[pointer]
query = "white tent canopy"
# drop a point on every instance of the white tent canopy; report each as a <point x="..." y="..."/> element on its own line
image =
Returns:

### OBJECTIVE
Copy the records above line for line, without changing anything.

### THE ANSWER
[pointer]
query = "white tent canopy"
# drop a point on every instance of the white tent canopy; report each as a <point x="..." y="..."/> element on its own line
image =
Returns:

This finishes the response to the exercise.